- [Text segment]
+---+
Staff members at Gerstell Academy, a private school in Carroll County, Maryland, were told this week that they would either have to come back to work in person or they may no longer have a job, three members of the school community told HuffPost.
The sources who spoke to HuffPost say they believe this idea came directly from the school’s founder and chairman of its board of trustees, Frederick G. Smith, a leader of Sinclair Broadcast Group.
Sinclair, which owns hundreds of local television stations around the country with a conservative bent, has come under fire for its coverage of the coronavirus in recent weeks, downplaying the disease’s harmful effects and even toying with airing interviews with conspiracy theorists. Smith co-owns the company with his brothers and acts as its vice president and director.
Gerstell Academy employees have until Friday to make their decisions about returning to school. Only school employees who are over the age of 65 or are currently undergoing chemotherapy are allowed to opt out of the school’s mandate, the sources said. Teachers who are immunocompromised or have immunocompromised family members are left out of the equation.
Neither representatives from the school nor Sinclair responded to HuffPost’s requests for comment.
School leaders gave teachers what was described as an ultimatum on Tuesday and gave them several days to make a choice. Previously, the president of the school had told teachers over Zoom to reach out if they were at high risk of coronavirus complications, noting that “we’re not trying to strong-arm or force anyone to be on campus,” one teacher said. Families have the option of sending their children in-person or participating in virtual learning.
+---+
- [Given information]
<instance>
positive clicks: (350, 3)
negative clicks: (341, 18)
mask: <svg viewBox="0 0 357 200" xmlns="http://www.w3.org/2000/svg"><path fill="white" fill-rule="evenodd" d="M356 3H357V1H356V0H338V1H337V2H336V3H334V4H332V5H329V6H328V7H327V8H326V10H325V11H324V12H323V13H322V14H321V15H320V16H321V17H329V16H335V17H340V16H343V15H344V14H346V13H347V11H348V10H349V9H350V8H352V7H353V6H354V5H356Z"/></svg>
+---+
- [Requirement 1]
Answer each question using the article about Gerstell Academy, one answer per line:
(a) By what day must employees decide about returning to school?
(b) Which school employees may opt out of the mandate?
(c) With whom does Frederick G. Smith co-own Sinclair Broadcast Group?
- [Requirement 2] Quote the Gerstell Academy article word for word, beginning at the words "School leaders gave" and stopping after "in virtual learning.".
- [Requirement 3] Extend the article about Gerstell Academy's order for staff to return in person, picking up after its final sentence.

- [Answer box 1]
(a) Friday
(b) Employees over the age of 65 or currently undergoing chemotherapy
(c) His brothers

- [Answer box 2]
School leaders gave teachers what was described as an ultimatum on Tuesday and gave them several days to make a choice. Previously, the president of the school had told teachers over Zoom to reach out if they were at high risk of coronavirus complications, noting that “we’re not trying to strong-arm or force anyone to be on campus,” one teacher said. Families have the option of sending their children in-person or participating in virtual learning.

- [Answer box 3]
“We know what we bring to the table whether Fred Smith realizes it or not, but we also deserve to live and be safe,” one of the school’s teachers, who wished to remain anonymous for fear of retribution, told HuffPost. “This has created a tremendous risk in our community that didn’t exist a few weeks ago, and unfortunately it’s falling along political lines.”
In at least several areas, private schools have been more likely to reopen in-person this fall than public schools. However, while public school teachers have unions to help represent them in negotiations around school reopening plans, most private school teachers must fend for themselves, without the same workplace protections.
The situation at Gerstell, which, at the high school level, costs nearly $25,000 a year to attend, demonstrates the difficult position of private school teachers.
Yet in this case, the school’s reopening plan rings as particularly political, given Sinclair Broadcast Group’s recent messaging on the coronavirus and its stations’ coziness with President Donald Trump. In recent weeks, Trump has threatened to withhold federal funding from public schools that don’t reopen in person ― though it is Congress that authorizes such funding.
Gerstell has a robust reopening plan, including a multitude of safety precautions, say sources who didn’t want to use their names for fear of backlash. While one person says they understand the importance of getting kids back in school and why Smith may want to act as a beacon for the community, the school’s handling of the situation has made teachers feel expendable and caused them to worry that the school is making a decision based on business rather than the health and safety of the community.
The sources say they believe administrators are doing the bidding of Smith, who previously worked as an oral surgeon.
“I think all of us have biases, and yes, he definitely has a perspective that is a more conservative viewpoint than some of the other health professionals that are out there,” said one of the school’s teachers, describing the school as Smith’s special project. “But I would hope his dedication to the school outweighs his dedication to politics.”
The pre-K-12 school, which Smith founded in 1996, is a college preparatory academy with an emphasis on leadership. Gerstell’s website says it serves over 400 students. Anecdotally, one teacher said she heard that the school is seeing increased enrollment from public school students who are clamoring for an in-person experience. But a parent whose child currently attends the school says the situation has made them think less of the institution.
“They’re going to lose wonderful teachers,” said the parent.